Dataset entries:
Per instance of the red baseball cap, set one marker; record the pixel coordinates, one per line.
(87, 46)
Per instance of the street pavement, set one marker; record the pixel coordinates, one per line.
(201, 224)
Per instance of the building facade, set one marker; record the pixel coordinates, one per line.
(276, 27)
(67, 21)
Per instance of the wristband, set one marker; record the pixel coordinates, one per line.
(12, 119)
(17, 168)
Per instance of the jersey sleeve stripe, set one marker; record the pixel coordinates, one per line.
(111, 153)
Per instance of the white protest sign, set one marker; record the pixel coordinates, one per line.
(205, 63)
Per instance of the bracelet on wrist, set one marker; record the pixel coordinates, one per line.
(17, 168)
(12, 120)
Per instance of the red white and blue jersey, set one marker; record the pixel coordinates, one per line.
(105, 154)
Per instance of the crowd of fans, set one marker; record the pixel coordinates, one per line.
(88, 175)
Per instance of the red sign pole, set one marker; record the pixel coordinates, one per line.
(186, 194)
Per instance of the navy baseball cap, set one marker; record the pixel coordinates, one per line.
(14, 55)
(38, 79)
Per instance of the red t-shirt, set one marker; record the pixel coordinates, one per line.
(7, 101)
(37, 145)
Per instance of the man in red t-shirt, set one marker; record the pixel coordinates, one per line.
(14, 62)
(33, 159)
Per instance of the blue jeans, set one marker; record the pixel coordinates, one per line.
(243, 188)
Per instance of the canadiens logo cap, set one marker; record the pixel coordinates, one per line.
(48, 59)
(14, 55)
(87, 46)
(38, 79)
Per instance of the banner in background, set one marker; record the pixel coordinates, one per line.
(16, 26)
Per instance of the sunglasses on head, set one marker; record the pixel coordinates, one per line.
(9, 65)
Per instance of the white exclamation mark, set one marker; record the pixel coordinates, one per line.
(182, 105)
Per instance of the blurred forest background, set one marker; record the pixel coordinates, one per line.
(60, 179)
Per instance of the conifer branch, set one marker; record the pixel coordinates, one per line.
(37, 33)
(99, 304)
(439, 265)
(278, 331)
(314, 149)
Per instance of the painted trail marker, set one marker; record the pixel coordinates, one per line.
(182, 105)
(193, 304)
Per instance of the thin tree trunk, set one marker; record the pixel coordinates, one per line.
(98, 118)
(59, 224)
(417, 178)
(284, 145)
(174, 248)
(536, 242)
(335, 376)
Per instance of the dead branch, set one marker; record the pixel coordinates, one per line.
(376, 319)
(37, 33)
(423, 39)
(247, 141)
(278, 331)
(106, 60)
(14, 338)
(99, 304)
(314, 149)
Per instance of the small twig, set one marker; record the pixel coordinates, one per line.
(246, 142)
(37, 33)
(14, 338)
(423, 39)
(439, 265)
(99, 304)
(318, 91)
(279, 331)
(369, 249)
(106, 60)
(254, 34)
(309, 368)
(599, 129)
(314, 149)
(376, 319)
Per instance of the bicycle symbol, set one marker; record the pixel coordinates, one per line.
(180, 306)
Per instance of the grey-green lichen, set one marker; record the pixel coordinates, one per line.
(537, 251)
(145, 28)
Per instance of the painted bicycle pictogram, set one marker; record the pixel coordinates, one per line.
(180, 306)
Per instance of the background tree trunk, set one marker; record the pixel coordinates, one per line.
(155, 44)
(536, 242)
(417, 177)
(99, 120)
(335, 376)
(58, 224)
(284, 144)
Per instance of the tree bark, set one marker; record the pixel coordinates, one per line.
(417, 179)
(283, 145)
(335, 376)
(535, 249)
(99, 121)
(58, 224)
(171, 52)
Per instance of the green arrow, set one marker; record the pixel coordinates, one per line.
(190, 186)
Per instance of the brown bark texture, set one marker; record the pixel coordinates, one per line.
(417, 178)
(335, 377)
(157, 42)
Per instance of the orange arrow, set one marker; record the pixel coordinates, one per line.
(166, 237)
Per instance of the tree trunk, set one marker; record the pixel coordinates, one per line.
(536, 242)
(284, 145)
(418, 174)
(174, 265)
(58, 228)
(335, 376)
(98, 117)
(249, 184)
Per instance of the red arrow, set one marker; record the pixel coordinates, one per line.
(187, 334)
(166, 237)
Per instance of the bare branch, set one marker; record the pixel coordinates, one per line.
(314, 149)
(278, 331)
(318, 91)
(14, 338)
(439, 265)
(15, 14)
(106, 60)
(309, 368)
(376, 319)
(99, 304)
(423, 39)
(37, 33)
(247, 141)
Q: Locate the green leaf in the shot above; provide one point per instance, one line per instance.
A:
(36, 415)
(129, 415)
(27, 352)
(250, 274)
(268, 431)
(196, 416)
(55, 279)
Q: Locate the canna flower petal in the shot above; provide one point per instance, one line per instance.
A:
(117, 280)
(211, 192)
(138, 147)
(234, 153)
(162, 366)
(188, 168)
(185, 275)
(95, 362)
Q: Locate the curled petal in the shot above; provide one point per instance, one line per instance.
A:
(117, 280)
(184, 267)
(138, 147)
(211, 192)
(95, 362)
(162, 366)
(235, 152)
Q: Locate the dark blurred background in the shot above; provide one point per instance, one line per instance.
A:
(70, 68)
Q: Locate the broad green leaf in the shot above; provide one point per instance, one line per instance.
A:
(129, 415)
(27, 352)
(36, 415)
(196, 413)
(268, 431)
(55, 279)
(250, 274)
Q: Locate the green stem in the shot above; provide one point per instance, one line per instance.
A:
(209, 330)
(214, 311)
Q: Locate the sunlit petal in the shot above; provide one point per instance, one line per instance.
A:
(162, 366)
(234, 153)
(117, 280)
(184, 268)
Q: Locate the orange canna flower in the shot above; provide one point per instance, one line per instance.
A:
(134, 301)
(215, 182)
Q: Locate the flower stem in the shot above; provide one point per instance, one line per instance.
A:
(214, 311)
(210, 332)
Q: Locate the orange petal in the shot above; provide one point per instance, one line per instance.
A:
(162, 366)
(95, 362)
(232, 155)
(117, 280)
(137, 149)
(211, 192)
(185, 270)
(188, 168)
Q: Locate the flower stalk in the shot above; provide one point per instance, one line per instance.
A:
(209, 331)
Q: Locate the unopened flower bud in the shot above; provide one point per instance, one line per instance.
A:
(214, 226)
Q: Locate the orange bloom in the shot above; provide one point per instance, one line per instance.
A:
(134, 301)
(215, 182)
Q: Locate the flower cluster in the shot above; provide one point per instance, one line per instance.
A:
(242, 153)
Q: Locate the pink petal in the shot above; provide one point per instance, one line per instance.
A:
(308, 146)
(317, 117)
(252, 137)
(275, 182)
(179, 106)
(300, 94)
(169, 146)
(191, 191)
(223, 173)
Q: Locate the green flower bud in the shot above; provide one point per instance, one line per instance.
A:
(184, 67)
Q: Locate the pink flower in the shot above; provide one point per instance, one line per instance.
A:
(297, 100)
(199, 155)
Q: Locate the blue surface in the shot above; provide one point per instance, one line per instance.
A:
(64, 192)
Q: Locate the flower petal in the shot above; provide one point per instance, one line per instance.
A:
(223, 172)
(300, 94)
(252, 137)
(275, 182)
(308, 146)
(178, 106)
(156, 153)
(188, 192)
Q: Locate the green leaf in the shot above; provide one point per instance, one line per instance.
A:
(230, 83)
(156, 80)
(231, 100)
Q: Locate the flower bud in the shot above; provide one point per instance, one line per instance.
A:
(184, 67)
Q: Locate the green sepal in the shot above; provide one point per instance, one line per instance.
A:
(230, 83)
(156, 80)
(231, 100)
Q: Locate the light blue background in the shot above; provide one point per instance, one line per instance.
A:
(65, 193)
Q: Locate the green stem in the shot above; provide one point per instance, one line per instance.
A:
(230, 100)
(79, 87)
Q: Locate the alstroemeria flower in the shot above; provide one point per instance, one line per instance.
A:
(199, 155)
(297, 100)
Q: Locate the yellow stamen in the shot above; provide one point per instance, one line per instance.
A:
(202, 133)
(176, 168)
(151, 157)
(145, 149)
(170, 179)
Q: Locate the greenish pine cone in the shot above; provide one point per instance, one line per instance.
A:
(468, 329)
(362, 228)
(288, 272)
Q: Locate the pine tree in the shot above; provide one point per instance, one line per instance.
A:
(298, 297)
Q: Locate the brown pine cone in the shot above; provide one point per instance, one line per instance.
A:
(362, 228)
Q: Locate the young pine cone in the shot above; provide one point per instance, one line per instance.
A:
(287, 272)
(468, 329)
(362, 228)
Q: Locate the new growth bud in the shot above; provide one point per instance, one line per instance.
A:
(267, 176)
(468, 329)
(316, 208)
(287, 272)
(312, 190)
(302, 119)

Work instruction: Scan the data above for the string "cone" and copy each line where it appears.

Task result:
Q: Locate the greenish pine cone in the shot above; provide one point per instance, one line per instance.
Q: Locate the brown pine cone in the shot above; provide one point per instance, one line per instance.
Q: Locate the young pine cone in the shot above; provide one point per instance, one line per instance.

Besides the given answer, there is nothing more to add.